-- Consignes --
A - Relevez toutes les années mentionnées dans le texte sur l’espace et le temps dans le roman et le film.
B - D’après le texte sur l’espace et le temps dans le roman et le film, quelle date le film retient-il pour le début du récit ?
C - Poursuivez le texte sur l’espace et le temps dans le roman et le film à partir de sa dernière phrase.

-- Extrait du texte --
+ + + + + + +

L’espace et le temps dans le roman et le film
- Le temps
- Un ancrage historique précis (bien qu’entre réalité et imaginaire)
Le début du récit est précisément daté du printemps 1650 (le film choisit 1660), quand meurt Madame de Sainte Colombe. L’auteur donne ainsi une forte impression de réalité. (Mais cette date est assez fantaisiste puisque selon la majorité des conjectures, Sainte Colombe serait né en 1640, il ferait donc un veuf bien jeune …)
Cette date correspond à la période au cours de laquelle Anne d’Autriche exerce encore la régence, Louis XIV étant trop jeune. Cette date initiale explique que Sainte Colombe soit un homme du passé (« il avait été présenté au feu roi dans sa jeunesse »). Cependant le récit ne contient que peu d’allusions proprement historiques, la plus explicite étant celle de la persécution de juin 1679 contre les jansénistes. La vie de cour qui se déroule à Versailles est évoquée grâce à Marin Marais.

+ + + + + + +

-- Entrées du corpus --
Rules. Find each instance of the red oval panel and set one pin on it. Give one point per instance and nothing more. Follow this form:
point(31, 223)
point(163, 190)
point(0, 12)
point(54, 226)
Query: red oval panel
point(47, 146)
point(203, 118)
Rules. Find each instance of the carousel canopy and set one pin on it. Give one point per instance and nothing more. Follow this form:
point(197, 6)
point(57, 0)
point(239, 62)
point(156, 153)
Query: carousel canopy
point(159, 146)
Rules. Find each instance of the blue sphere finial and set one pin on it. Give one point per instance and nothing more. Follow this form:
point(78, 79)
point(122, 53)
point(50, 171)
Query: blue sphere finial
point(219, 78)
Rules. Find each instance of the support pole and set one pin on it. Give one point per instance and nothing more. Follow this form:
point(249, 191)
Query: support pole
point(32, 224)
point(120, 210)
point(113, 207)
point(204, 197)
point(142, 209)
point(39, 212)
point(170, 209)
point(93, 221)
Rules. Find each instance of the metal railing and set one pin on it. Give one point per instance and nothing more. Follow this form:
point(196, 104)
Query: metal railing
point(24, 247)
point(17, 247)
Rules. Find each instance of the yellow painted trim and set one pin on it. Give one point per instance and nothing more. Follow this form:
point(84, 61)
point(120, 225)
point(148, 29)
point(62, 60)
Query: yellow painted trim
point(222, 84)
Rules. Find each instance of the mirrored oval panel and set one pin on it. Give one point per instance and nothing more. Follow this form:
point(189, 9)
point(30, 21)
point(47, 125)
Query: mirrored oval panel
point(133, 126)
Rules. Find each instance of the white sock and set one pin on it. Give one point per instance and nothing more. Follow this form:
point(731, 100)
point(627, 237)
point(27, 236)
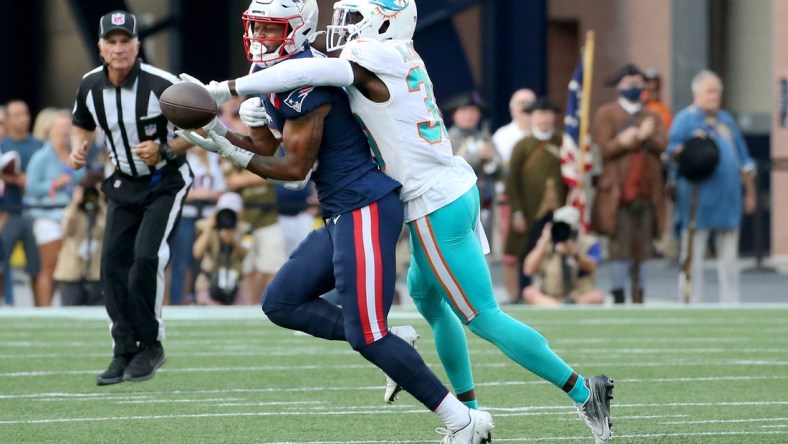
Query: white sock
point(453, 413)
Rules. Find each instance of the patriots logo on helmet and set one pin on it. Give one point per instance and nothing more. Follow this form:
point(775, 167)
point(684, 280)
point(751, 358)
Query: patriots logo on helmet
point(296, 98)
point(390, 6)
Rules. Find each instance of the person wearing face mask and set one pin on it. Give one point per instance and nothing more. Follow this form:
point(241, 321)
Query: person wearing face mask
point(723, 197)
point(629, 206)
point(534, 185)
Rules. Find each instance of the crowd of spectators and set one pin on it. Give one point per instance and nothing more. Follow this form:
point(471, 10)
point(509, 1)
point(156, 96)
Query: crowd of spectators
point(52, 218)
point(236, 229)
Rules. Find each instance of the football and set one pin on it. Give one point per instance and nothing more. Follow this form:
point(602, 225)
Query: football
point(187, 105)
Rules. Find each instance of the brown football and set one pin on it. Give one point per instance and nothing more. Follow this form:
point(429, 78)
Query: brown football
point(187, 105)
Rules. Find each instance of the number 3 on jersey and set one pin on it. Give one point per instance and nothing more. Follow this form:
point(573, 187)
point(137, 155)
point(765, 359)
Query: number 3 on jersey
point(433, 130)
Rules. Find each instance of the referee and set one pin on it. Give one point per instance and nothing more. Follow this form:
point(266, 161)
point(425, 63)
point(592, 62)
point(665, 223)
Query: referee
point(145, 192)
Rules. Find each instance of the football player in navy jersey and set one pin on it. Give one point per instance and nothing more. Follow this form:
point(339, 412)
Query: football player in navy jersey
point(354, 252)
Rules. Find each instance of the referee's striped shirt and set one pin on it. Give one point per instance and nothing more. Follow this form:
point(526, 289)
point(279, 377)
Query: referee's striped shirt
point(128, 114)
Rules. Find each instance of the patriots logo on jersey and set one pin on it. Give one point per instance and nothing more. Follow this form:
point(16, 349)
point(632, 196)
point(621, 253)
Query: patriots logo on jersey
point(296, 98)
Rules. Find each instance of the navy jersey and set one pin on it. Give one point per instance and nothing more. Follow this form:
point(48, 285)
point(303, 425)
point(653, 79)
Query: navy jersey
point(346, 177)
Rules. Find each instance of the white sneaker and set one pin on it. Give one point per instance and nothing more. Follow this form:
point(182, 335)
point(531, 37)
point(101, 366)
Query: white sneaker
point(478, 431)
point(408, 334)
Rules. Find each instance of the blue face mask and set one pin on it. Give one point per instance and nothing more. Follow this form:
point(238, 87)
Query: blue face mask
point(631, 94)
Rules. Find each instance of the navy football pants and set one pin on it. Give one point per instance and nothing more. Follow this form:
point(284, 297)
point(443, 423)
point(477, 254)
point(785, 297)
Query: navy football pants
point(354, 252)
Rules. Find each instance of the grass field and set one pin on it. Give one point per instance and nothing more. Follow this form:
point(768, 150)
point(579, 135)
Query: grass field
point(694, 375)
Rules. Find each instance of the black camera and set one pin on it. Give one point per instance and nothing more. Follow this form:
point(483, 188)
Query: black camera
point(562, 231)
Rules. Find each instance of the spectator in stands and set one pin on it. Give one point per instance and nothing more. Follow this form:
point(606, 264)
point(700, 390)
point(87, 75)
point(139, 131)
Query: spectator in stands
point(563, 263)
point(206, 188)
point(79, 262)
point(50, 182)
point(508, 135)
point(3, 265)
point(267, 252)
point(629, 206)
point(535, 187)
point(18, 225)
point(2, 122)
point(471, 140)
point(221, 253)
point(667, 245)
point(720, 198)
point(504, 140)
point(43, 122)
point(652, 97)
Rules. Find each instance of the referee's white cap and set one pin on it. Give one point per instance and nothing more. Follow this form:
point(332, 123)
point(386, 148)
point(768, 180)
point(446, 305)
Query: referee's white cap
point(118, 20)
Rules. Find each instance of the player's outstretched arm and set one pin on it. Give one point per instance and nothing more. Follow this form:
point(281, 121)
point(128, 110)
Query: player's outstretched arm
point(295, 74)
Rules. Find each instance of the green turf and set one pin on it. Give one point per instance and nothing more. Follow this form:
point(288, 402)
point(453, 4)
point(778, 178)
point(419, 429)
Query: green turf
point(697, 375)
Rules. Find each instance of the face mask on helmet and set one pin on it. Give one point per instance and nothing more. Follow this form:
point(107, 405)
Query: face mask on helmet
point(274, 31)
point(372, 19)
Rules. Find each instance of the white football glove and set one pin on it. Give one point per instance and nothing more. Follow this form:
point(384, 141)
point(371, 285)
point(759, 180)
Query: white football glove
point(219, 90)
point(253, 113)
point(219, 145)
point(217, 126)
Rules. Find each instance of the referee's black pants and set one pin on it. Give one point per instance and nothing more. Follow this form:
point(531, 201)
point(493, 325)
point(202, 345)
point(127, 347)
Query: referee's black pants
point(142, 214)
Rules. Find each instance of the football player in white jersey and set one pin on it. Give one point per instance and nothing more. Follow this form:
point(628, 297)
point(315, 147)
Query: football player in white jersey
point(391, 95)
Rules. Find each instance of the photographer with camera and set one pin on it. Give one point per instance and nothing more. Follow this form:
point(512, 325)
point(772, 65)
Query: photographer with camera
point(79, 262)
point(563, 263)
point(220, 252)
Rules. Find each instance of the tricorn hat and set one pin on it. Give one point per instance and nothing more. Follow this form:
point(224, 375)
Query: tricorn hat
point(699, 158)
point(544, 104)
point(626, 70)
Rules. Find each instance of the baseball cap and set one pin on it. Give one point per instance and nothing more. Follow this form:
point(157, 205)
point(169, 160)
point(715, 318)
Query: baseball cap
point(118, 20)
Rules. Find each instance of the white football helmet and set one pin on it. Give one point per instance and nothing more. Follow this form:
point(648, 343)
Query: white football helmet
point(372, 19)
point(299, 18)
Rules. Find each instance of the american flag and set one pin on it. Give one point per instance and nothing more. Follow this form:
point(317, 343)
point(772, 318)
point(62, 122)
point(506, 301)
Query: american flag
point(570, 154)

+ + + + + + +

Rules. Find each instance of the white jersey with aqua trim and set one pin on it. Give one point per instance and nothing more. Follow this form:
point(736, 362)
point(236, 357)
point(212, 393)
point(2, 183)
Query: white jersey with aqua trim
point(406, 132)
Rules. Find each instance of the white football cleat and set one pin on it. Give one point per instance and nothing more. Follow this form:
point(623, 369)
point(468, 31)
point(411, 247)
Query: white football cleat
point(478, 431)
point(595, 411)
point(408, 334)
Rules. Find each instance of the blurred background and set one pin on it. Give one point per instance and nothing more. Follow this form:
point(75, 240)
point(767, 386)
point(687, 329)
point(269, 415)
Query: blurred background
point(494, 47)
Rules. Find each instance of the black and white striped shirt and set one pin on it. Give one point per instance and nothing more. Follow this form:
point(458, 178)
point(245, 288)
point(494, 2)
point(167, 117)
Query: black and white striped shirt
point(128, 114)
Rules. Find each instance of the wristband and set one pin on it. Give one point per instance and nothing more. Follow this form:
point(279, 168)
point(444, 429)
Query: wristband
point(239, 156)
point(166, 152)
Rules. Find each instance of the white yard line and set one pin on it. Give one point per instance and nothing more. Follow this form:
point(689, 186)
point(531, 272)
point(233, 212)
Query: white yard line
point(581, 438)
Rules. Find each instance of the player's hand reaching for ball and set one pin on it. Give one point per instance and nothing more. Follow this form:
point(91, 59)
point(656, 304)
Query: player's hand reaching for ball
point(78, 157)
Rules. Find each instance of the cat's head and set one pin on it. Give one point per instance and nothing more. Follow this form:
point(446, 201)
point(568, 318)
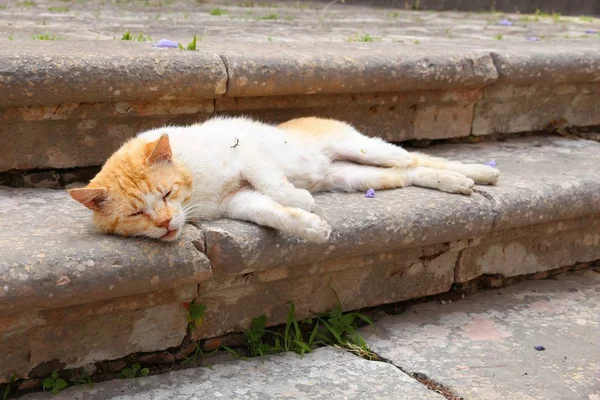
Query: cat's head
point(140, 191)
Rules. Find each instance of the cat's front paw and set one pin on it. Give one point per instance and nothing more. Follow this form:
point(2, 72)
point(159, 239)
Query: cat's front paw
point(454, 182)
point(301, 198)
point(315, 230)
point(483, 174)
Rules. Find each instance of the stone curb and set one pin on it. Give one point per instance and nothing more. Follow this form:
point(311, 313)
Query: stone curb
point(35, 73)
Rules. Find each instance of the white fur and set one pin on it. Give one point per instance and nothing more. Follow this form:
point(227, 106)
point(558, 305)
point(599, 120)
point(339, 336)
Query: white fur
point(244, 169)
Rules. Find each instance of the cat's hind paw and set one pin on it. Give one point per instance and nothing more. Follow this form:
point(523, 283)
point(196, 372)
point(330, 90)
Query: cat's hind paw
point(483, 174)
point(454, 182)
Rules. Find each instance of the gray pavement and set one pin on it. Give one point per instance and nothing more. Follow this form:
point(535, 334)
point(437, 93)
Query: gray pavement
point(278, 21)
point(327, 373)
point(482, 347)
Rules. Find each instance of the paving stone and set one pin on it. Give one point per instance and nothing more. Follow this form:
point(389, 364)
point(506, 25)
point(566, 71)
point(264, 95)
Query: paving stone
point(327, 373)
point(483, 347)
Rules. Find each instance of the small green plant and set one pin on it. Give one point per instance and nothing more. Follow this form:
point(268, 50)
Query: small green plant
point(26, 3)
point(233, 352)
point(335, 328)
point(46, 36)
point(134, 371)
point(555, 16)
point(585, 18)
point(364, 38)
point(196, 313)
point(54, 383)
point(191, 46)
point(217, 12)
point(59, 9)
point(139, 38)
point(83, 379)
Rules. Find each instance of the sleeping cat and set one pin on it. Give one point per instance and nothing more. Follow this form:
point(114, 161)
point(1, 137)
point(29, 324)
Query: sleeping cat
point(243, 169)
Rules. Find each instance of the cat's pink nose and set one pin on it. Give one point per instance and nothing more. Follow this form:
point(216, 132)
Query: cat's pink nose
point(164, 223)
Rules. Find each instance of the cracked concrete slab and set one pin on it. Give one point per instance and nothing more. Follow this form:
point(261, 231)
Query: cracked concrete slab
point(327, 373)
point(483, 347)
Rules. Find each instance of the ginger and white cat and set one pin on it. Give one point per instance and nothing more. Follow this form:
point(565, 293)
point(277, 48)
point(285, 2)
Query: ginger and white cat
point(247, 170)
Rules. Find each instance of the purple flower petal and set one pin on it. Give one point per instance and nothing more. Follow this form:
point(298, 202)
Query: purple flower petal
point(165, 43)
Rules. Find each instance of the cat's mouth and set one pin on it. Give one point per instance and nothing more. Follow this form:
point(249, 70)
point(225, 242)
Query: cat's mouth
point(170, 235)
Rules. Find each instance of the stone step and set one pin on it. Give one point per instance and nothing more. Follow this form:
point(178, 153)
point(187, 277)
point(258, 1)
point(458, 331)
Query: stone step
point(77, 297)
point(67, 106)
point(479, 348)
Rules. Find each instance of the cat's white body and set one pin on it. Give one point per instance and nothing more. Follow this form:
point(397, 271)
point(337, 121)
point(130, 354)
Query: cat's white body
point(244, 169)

+ + + + + + +

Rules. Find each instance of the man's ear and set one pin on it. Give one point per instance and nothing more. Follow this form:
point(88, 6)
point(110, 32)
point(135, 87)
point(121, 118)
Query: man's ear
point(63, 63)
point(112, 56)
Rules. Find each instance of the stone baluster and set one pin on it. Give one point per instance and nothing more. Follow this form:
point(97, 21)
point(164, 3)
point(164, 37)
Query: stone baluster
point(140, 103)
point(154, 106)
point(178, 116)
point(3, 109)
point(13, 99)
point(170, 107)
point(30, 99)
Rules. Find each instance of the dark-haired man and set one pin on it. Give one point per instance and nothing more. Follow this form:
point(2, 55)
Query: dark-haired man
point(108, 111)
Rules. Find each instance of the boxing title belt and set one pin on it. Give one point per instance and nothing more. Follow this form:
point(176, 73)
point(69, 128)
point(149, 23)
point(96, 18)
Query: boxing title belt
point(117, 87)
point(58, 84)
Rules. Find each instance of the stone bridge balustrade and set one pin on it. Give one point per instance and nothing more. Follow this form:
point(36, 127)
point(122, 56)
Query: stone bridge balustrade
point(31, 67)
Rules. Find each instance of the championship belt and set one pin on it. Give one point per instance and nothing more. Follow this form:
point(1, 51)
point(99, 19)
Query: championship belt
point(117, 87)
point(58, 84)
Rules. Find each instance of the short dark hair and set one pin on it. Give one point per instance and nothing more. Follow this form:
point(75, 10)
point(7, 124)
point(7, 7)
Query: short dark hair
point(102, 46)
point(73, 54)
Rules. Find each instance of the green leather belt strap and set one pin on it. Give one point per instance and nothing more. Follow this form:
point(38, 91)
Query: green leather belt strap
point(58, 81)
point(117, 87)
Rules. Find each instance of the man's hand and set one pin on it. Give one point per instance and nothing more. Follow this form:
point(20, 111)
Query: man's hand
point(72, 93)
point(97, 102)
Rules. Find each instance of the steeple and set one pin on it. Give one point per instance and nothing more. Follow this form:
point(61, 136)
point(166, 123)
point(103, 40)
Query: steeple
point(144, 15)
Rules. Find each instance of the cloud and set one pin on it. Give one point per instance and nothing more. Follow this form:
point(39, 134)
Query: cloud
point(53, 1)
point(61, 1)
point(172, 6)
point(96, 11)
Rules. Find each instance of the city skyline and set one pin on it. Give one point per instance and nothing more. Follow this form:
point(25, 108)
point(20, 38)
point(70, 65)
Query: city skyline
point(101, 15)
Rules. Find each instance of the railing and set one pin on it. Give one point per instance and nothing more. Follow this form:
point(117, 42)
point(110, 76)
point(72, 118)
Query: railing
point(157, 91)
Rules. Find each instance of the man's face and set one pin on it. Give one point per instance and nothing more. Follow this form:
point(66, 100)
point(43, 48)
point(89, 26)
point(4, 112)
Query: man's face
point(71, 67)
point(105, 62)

+ + + + + + +

-- Vos réponses --
A - 1650, 1660, 1640, 1679

B - Le film situe le début du récit en 1660.

C -
En revanche, les dates concernant Marin Marais sont exactes, puisque sa vie nous est connue plus précisément. De même, l’auteur cite beaucoup de personnages historiques : Delalande, Caignet, l’Abbé Mathieu, le peintre Baugin …
Quant au film de Corneau, il donne moins de dates mais respecte l’ancrage historique par le soin apporté à la reconstruction historique. De plus Corneau a essayé d’être le plus fidèle à la technique du jeu de la viole en faisant donner des cours aux acteurs.
On voit clairement que les deux auteurs tentent de plonger lecteur et spectateur dans une autre époque par des dates, des références historiques, mais aussi des détails concrets de la réalité quotidienne, comme la nourriture (gaufrettes, vin…)
- Un déroulement chronologique irrégulier
Le récit se déroule sur une durée de trente-neuf ans, avec des ellipses et quelques retours en arrière.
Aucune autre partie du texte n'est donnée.